_To do_
Count the lines in the entries below that contain the string "water", treating case as significant. Reply with the count alone.

___

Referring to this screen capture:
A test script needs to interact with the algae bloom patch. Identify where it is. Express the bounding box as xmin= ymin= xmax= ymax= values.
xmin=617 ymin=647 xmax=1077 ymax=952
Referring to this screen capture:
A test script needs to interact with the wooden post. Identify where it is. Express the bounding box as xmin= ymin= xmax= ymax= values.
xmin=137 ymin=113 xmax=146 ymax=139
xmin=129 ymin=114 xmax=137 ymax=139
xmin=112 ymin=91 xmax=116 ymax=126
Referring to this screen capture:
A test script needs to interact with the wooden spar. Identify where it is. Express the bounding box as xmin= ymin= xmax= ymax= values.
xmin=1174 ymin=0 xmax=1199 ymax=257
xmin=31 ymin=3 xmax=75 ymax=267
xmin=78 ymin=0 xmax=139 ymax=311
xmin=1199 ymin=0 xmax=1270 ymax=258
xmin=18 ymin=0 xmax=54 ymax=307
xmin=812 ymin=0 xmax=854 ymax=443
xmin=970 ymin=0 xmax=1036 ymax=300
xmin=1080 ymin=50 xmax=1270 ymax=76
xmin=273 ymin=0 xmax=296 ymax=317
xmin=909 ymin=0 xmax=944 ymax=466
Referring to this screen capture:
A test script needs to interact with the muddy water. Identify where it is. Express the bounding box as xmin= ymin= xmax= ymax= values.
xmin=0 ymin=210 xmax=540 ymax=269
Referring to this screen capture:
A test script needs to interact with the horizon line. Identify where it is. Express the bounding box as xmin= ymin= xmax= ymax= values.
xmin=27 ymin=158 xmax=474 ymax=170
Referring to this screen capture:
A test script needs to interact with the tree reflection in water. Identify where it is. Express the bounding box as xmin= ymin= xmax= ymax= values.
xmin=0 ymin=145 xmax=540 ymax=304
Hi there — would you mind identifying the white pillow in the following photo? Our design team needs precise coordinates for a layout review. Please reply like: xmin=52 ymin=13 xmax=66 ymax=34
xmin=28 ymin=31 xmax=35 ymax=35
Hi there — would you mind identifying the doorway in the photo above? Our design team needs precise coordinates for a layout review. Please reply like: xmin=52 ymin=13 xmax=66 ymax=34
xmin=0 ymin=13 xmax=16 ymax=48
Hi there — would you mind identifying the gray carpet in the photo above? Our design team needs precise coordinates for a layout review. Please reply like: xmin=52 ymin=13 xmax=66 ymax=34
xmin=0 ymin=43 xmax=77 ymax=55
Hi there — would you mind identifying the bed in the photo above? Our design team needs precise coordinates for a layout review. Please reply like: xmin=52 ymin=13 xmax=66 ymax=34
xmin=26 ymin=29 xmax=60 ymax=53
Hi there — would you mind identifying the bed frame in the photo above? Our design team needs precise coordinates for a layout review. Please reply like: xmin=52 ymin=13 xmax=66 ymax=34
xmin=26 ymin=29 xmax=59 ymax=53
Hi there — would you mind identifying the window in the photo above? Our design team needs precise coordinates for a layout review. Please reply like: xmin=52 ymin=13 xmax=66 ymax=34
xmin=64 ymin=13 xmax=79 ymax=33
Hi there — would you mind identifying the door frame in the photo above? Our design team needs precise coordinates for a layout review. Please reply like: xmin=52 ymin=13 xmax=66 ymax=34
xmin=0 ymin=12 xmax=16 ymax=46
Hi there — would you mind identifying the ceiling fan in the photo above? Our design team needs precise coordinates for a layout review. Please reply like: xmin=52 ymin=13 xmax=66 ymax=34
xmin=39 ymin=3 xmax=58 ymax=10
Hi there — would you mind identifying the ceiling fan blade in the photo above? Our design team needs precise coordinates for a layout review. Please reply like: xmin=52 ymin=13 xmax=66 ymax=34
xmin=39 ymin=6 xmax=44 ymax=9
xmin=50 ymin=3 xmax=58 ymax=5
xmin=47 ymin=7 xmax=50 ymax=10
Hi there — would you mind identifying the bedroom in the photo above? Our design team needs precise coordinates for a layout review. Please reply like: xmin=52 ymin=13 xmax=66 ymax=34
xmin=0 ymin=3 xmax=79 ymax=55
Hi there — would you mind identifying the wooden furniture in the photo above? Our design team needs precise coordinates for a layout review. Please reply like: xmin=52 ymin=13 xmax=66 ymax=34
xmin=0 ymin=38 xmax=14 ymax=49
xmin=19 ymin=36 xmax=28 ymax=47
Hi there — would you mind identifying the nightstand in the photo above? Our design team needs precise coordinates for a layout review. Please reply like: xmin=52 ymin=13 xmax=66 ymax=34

___

_Finished task_
2